§ **WHAT IS EXPECTED**
Output the line that contains "Spot the leopard face, then", then every line beneath it through the end of the records, exactly as given and with no other lines.

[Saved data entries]
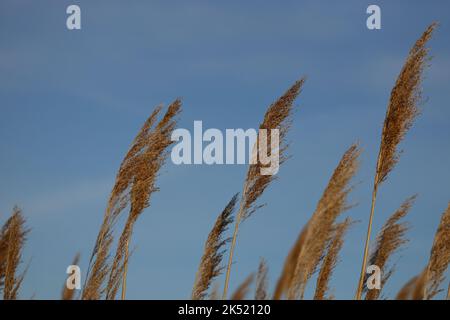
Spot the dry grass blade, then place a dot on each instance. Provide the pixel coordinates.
(68, 294)
(413, 289)
(215, 292)
(290, 265)
(331, 259)
(119, 199)
(261, 281)
(134, 176)
(242, 291)
(400, 115)
(145, 168)
(210, 264)
(440, 256)
(320, 226)
(406, 291)
(13, 240)
(389, 240)
(278, 116)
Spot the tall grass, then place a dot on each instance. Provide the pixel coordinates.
(318, 246)
(401, 112)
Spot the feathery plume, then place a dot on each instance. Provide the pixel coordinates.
(242, 290)
(320, 226)
(400, 115)
(278, 116)
(261, 281)
(13, 240)
(440, 256)
(145, 171)
(413, 289)
(129, 181)
(389, 240)
(331, 259)
(210, 264)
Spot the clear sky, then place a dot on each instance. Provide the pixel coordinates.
(72, 101)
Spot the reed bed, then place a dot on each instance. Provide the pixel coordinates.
(316, 251)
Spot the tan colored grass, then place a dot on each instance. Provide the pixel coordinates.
(146, 168)
(210, 264)
(278, 116)
(331, 259)
(401, 112)
(68, 294)
(320, 226)
(440, 256)
(13, 237)
(389, 240)
(261, 281)
(243, 289)
(135, 182)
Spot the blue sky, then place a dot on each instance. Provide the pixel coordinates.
(72, 101)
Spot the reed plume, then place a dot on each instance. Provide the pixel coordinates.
(13, 238)
(261, 281)
(215, 292)
(401, 112)
(320, 226)
(145, 171)
(242, 291)
(331, 259)
(68, 294)
(278, 116)
(210, 264)
(135, 174)
(414, 289)
(426, 284)
(99, 267)
(440, 256)
(389, 240)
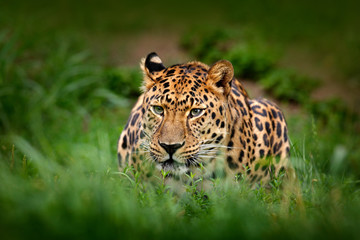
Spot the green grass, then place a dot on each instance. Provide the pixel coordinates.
(62, 110)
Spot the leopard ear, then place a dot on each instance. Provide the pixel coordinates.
(220, 76)
(150, 66)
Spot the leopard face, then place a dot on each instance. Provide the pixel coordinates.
(192, 116)
(185, 112)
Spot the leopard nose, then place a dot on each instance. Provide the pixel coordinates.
(171, 148)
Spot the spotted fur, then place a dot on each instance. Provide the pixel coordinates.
(193, 115)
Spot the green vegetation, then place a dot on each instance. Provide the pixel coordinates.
(63, 105)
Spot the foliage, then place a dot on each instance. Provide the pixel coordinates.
(250, 57)
(289, 86)
(51, 83)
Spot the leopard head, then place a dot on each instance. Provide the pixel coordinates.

§ **WRITTEN ANSWER**
Spot the leopard face, then place a dot on each instance. Provide the pixel coordinates.
(192, 116)
(185, 112)
Spot the leopard nose, then place a dot on each instance. Provide the pixel coordinates.
(171, 148)
Spot the spotted fur, then place a dot on each instance. Provide the pixel coordinates.
(193, 115)
Spot the green vegetation, then place a dot on each instance. Provide the pixel coordinates.
(63, 105)
Spot the foliage, then place a dot on each instance. Provide the pixel coordinates.
(250, 57)
(289, 86)
(51, 83)
Spot the leopard head, then place a dot on each instance. Provide the pixel coordinates.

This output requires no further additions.